> _About this task_: Count the lines in the following data that include "below". Please write only the number.
====================
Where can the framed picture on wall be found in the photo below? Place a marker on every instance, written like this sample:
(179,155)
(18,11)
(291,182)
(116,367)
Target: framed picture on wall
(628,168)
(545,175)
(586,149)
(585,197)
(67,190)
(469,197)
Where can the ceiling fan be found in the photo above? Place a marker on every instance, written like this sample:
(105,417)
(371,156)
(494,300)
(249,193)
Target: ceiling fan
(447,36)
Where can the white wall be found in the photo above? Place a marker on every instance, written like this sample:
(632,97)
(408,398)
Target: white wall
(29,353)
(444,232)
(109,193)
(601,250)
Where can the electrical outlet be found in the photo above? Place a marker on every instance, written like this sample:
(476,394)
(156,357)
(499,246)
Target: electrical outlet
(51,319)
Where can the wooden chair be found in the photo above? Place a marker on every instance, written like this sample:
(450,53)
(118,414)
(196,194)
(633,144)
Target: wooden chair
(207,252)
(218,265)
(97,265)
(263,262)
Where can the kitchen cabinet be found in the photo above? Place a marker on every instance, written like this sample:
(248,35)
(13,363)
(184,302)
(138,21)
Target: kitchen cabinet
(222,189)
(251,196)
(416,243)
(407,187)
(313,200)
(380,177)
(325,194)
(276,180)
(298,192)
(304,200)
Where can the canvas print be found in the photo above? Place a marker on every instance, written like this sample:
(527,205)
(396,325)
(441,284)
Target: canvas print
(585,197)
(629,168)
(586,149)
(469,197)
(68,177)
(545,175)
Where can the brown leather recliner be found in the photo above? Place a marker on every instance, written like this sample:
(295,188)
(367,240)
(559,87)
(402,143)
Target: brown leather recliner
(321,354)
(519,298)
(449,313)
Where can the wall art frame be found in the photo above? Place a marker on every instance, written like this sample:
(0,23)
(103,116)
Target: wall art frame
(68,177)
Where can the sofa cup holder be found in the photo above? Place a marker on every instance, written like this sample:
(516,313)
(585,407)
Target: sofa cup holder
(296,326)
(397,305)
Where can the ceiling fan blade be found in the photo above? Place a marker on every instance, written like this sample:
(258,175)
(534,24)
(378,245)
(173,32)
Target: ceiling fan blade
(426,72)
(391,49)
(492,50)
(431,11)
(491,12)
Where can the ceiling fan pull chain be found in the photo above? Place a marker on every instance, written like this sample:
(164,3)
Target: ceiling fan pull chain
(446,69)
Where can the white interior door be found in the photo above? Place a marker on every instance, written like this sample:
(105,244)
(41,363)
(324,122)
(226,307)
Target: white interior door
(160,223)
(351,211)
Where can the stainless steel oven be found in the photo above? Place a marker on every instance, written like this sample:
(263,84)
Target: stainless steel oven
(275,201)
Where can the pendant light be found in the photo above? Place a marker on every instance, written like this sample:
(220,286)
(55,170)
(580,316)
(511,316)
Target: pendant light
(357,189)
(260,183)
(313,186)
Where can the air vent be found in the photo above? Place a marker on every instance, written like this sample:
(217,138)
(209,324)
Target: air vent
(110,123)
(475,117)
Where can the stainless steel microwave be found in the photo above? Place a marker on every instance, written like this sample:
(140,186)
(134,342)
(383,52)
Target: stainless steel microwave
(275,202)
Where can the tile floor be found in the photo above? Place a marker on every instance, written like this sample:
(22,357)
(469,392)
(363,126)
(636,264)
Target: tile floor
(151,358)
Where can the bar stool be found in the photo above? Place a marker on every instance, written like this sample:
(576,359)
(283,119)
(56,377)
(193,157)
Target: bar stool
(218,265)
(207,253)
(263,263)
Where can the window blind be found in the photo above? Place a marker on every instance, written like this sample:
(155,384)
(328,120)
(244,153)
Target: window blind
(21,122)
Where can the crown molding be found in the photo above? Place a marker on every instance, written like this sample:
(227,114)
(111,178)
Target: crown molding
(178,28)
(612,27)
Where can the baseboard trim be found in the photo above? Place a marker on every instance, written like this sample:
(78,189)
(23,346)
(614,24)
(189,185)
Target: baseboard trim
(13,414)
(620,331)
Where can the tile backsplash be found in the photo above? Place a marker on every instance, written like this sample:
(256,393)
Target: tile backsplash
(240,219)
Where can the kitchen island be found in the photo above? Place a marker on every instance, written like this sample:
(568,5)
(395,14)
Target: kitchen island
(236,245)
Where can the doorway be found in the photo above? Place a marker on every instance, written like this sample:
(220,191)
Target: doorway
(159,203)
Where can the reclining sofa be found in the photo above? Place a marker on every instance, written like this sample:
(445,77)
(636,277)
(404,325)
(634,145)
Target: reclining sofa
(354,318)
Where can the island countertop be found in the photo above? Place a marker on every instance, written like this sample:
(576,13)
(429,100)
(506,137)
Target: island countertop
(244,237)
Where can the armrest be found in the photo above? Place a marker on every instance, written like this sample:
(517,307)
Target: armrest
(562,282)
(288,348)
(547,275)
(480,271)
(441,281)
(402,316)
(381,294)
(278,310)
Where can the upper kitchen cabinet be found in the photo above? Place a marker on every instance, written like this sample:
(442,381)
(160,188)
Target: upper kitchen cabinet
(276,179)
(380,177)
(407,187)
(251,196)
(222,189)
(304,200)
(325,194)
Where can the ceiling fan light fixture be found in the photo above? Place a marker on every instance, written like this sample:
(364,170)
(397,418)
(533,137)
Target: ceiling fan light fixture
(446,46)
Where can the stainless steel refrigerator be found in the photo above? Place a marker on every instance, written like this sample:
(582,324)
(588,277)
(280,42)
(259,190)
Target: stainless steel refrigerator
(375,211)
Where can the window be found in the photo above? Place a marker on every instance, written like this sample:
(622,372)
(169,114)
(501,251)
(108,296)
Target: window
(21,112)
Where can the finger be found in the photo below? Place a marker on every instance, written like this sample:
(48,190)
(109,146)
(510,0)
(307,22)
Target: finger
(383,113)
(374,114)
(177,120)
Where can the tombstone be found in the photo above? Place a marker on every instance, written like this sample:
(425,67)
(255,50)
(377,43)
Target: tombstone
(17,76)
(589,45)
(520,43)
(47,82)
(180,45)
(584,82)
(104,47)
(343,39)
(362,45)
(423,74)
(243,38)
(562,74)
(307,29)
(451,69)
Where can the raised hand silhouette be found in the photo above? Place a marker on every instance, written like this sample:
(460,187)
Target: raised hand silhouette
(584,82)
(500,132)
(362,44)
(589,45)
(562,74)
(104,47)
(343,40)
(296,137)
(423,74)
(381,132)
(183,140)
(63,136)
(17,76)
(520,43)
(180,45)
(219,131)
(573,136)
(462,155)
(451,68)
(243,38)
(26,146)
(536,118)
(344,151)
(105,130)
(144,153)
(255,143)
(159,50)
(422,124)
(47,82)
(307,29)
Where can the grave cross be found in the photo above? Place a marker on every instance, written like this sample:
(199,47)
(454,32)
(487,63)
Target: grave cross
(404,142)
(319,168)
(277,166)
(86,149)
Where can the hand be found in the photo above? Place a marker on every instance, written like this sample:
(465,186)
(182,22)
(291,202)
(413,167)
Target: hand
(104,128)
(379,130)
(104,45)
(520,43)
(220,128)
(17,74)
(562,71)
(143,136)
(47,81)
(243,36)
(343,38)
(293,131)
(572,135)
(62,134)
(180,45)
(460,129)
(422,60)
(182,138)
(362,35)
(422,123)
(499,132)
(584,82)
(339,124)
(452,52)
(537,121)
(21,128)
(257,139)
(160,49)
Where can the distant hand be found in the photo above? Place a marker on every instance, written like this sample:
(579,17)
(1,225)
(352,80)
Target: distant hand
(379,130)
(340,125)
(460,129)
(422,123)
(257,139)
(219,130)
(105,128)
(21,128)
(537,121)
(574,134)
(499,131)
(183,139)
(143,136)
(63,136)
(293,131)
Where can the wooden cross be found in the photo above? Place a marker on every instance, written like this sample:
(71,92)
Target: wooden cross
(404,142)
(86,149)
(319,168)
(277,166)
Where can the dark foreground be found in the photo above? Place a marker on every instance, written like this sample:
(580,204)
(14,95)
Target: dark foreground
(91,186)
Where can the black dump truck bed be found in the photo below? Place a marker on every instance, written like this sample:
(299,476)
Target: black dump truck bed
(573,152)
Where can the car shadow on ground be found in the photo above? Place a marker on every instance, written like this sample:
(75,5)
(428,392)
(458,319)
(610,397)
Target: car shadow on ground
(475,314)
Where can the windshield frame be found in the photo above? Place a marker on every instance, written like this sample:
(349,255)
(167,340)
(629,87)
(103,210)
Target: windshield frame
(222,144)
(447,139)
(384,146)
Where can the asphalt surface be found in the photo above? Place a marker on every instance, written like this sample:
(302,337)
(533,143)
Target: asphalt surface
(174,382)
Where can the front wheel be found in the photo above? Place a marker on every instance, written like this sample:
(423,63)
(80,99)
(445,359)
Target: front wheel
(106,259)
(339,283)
====================
> _Answer space_: 3